[Segmentation labeling entries]
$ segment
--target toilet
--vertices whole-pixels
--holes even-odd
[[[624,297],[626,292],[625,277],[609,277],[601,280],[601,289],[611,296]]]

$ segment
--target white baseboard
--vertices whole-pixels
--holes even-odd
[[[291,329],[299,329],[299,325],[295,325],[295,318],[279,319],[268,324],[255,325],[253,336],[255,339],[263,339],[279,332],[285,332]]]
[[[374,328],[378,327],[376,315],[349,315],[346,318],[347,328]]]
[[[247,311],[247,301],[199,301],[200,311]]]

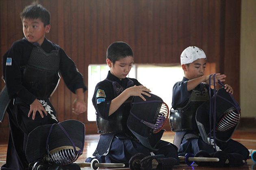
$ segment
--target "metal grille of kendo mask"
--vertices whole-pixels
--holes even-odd
[[[156,133],[165,124],[169,110],[168,106],[162,99],[153,94],[151,95],[150,98],[144,96],[146,101],[136,96],[132,102],[130,114],[141,123],[150,128],[151,133]],[[137,125],[139,128],[140,125]]]
[[[59,164],[65,165],[71,164],[76,161],[80,154],[78,154],[74,149],[63,149],[51,154],[48,152],[48,157],[46,160],[50,164]]]
[[[62,127],[61,124],[58,123],[65,134],[67,138],[69,139],[71,142],[67,146],[62,146],[57,148],[50,150],[48,145],[49,136],[51,134],[51,130],[50,130],[49,135],[47,139],[47,144],[48,146],[48,154],[45,157],[45,159],[50,164],[56,163],[61,165],[65,165],[71,164],[76,161],[80,155],[82,154],[83,145],[82,148],[79,148],[75,146],[75,144],[71,139],[69,135]],[[52,134],[52,136],[54,135]],[[73,146],[70,146],[70,145]]]
[[[228,113],[221,119],[217,130],[219,132],[225,132],[234,127],[239,121],[241,116],[240,110],[236,111],[234,107],[227,110]],[[224,114],[225,115],[225,114]]]
[[[153,133],[157,133],[163,129],[169,116],[169,108],[167,104],[164,102],[159,109],[159,113],[155,123],[156,126],[153,129]]]

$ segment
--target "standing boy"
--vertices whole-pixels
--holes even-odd
[[[210,96],[209,85],[213,85],[213,76],[211,78],[211,85],[209,84],[210,75],[205,76],[206,56],[202,49],[196,47],[189,47],[185,49],[181,54],[180,61],[184,76],[182,81],[176,83],[173,87],[172,107],[175,110],[182,111],[180,114],[187,114],[186,117],[176,116],[176,119],[171,119],[170,121],[175,124],[176,121],[180,124],[175,125],[176,129],[174,144],[178,149],[180,155],[187,153],[195,154],[200,150],[209,153],[214,152],[213,148],[202,139],[196,125],[195,119],[197,108],[212,96]],[[221,82],[225,81],[226,76],[216,74],[215,80]],[[205,83],[203,83],[205,82]],[[233,89],[226,84],[224,87],[226,91],[233,94]],[[210,94],[214,94],[213,89],[210,89]],[[189,119],[189,125],[185,125],[181,117]],[[188,126],[190,126],[188,127]],[[185,126],[186,126],[185,127]],[[187,130],[184,130],[187,129]],[[226,153],[237,153],[241,155],[245,160],[249,155],[248,150],[242,144],[232,139],[226,142],[216,140],[217,150],[222,150]]]
[[[25,8],[20,17],[25,37],[14,42],[3,58],[3,77],[11,99],[7,109],[10,134],[3,170],[30,169],[25,155],[28,134],[39,125],[59,122],[49,98],[59,83],[59,72],[76,94],[74,113],[87,110],[83,93],[87,88],[82,75],[64,51],[45,38],[51,28],[49,11],[34,2]]]
[[[124,42],[115,42],[108,48],[106,58],[110,71],[106,78],[96,85],[92,99],[101,134],[93,155],[100,162],[123,163],[126,167],[131,157],[138,153],[163,155],[179,160],[177,148],[173,144],[159,140],[153,151],[142,145],[127,127],[132,97],[139,96],[145,101],[142,94],[151,96],[146,93],[151,91],[137,79],[126,77],[133,63],[131,47]],[[93,158],[87,158],[86,162]]]

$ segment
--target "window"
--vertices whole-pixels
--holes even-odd
[[[95,109],[91,102],[95,86],[107,76],[109,68],[106,64],[91,64],[88,68],[88,103],[87,118],[95,121]],[[128,77],[135,78],[150,89],[152,93],[163,100],[170,109],[172,87],[175,83],[182,80],[184,72],[180,64],[163,66],[153,64],[133,64]]]

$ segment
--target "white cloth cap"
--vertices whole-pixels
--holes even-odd
[[[204,51],[195,46],[189,47],[180,55],[180,63],[181,65],[192,63],[200,58],[206,60],[206,55]]]

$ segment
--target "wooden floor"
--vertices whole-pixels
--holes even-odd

### Problem statement
Extract every line in the listing above that contains the string "target".

### Answer to this problem
--target toilet
--target white baseboard
--target "metal grille of kendo mask"
--target "standing boy"
--target "window"
--target "white cloth cap"
--target "wooden floor"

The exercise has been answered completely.